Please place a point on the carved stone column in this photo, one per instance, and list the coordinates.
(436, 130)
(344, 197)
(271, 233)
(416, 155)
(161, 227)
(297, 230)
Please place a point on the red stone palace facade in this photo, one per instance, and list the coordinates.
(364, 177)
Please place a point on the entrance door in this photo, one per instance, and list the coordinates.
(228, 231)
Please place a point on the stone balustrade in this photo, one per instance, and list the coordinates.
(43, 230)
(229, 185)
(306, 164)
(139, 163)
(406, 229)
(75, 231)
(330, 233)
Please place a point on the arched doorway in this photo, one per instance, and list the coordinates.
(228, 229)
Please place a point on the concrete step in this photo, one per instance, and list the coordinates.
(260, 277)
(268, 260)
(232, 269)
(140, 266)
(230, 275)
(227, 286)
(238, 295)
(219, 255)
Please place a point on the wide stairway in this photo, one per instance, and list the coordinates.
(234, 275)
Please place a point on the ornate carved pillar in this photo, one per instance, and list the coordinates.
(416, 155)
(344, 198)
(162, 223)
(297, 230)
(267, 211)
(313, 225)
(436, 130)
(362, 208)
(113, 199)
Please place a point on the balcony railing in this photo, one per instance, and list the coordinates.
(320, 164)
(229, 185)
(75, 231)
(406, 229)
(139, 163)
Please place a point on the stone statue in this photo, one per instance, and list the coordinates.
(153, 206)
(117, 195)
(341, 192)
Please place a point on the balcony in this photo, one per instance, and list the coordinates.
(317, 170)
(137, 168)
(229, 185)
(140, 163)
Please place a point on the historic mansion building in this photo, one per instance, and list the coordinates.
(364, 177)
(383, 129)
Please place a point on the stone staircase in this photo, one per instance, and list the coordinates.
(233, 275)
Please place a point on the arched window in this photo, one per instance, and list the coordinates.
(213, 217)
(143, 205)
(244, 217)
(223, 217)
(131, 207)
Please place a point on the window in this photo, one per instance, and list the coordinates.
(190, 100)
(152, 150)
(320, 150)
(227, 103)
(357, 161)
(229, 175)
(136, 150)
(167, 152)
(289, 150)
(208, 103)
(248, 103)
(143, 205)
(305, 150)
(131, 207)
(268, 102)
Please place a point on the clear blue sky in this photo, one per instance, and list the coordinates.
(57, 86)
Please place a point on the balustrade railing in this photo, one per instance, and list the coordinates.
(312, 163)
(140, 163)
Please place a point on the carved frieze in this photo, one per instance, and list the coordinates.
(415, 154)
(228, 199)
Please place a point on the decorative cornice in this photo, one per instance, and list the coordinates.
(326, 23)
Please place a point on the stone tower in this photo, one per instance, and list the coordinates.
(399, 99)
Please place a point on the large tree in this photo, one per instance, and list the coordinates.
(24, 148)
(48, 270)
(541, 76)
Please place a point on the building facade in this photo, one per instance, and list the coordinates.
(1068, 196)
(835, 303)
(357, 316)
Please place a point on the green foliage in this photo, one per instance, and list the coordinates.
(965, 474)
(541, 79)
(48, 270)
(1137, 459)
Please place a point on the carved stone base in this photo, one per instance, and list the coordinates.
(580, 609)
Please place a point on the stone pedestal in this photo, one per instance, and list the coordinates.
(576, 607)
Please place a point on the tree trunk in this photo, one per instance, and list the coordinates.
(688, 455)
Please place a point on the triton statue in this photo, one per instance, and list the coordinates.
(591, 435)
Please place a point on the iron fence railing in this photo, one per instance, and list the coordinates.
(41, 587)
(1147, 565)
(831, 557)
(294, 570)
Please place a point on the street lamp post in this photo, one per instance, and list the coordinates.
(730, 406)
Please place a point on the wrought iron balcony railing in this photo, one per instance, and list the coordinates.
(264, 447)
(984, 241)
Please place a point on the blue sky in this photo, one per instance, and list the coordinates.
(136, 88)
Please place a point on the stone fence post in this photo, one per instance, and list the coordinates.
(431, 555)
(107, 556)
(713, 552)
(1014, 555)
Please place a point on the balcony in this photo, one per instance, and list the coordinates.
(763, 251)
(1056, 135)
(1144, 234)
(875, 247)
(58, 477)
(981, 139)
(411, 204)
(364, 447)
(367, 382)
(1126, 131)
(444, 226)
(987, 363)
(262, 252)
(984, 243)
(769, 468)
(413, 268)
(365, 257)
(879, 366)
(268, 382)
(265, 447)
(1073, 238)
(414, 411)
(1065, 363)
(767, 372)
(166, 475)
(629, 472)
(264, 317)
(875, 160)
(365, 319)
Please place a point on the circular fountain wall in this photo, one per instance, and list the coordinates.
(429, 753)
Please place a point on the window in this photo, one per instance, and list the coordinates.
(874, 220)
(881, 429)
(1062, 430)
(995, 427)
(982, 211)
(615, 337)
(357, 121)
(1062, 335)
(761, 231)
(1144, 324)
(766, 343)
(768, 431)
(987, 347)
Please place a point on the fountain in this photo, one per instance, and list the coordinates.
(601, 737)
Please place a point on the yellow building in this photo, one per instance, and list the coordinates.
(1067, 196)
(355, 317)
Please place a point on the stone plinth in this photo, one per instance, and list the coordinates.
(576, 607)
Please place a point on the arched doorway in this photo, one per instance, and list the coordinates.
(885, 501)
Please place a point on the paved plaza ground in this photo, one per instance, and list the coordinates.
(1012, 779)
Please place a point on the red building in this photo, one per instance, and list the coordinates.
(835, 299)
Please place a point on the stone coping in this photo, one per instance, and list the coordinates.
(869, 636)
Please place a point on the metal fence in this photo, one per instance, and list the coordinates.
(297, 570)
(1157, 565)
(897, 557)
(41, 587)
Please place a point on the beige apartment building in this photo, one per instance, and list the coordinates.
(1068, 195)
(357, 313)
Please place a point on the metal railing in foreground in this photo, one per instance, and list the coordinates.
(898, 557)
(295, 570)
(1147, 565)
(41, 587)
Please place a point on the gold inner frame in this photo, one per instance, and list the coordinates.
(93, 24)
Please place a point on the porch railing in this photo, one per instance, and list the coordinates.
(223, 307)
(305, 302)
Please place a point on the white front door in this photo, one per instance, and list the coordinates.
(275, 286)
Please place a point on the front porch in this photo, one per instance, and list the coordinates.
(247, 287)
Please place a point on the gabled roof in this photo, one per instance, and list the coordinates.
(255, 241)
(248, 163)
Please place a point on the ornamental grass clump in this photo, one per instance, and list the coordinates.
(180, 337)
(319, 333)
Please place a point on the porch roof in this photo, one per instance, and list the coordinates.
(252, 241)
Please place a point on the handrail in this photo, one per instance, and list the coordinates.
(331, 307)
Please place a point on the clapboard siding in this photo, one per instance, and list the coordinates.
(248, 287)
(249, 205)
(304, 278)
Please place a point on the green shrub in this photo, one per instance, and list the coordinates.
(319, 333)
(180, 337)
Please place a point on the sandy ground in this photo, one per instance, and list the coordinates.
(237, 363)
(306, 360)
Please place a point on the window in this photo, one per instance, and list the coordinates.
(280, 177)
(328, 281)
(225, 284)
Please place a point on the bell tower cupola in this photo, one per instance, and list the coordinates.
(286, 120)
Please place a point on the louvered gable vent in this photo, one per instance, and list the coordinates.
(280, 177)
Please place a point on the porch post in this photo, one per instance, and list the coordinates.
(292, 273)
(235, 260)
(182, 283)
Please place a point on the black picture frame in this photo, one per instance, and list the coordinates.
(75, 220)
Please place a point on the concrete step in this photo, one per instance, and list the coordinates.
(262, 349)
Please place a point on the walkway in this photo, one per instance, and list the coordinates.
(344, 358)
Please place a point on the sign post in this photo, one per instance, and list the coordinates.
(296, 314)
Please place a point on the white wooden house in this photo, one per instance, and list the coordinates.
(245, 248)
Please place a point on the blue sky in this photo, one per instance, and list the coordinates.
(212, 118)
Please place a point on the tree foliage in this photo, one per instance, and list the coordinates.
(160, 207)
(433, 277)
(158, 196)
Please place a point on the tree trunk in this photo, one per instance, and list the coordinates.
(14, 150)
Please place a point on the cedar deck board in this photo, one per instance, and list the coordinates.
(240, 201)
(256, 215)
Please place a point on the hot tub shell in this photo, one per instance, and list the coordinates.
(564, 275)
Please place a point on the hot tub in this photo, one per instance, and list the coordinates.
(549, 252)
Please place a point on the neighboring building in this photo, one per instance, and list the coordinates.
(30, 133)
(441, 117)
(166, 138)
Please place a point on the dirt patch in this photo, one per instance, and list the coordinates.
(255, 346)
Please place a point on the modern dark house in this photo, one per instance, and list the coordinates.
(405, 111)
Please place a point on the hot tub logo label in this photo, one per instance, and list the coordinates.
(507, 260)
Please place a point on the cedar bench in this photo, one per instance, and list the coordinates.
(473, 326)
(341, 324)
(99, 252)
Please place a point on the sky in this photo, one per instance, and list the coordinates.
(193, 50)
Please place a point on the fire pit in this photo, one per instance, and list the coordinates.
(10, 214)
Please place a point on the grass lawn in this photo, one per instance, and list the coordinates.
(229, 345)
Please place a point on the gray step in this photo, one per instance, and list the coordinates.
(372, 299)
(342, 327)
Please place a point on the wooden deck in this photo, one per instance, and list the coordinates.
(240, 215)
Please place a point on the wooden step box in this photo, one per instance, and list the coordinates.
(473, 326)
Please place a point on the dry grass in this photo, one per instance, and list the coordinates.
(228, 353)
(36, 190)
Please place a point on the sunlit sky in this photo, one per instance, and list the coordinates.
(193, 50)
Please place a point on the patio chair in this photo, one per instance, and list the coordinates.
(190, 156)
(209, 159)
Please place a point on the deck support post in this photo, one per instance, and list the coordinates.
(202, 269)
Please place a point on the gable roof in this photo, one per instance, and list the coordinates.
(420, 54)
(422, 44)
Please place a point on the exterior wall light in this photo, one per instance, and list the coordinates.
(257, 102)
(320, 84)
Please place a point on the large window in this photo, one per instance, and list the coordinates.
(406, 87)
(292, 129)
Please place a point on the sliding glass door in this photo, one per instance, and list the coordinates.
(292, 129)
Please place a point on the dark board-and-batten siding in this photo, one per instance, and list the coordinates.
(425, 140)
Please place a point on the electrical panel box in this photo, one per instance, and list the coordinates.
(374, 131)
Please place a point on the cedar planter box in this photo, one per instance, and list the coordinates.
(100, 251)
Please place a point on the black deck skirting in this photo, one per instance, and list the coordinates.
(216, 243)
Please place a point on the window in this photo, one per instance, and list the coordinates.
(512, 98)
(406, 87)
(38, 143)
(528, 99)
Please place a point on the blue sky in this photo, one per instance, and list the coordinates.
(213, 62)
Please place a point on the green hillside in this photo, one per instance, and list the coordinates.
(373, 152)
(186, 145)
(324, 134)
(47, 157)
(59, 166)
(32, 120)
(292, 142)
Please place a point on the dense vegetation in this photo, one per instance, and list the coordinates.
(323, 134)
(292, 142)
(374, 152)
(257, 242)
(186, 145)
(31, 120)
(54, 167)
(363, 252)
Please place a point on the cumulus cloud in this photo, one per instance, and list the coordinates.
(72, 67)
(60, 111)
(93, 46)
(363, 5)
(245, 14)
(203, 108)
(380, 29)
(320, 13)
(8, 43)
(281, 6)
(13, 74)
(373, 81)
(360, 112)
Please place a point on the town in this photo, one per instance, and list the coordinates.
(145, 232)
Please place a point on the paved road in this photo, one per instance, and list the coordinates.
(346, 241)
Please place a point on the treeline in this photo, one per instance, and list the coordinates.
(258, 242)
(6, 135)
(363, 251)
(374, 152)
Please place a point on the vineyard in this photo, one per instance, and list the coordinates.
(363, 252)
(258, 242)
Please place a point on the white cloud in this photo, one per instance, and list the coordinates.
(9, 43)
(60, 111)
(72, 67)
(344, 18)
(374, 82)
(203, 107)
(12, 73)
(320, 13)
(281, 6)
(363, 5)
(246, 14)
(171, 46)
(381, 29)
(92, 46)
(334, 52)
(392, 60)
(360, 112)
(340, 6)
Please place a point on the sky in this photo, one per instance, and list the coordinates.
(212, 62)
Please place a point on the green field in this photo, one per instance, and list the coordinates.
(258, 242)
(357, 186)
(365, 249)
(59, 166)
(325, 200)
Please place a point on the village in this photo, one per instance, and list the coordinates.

◆ WHAT YOU ARE ASKED TO DO:
Give again, word for word, every line from the one holding "Please place a point on the paved road" to the end of the data.

◆ RESPONSE FOR THIS EXERCISE:
Please place a point on the paved road in this photo, one per instance, and list the coordinates.
(346, 241)
Please place a point on the treeline in this photo, one per instance, and list the coordinates.
(258, 242)
(6, 135)
(363, 251)
(374, 152)
Please place a point on the vineyard in this photo, one per instance, and list the coordinates.
(363, 252)
(258, 242)
Please place a point on the white cloud in this photo, one per instance, and list the coordinates.
(9, 43)
(60, 111)
(72, 67)
(344, 18)
(374, 82)
(203, 107)
(12, 73)
(320, 13)
(281, 6)
(363, 5)
(246, 14)
(171, 46)
(381, 29)
(92, 46)
(334, 52)
(392, 60)
(360, 112)
(340, 6)
Please place a point on the sky in this photo, one per instance, and list the coordinates.
(212, 62)
Please place a point on the green field in this photo, one per instance, and list the coordinates.
(258, 242)
(357, 186)
(365, 249)
(59, 166)
(325, 200)
Please place a point on the village in this photo, one per instance, and list the coordinates.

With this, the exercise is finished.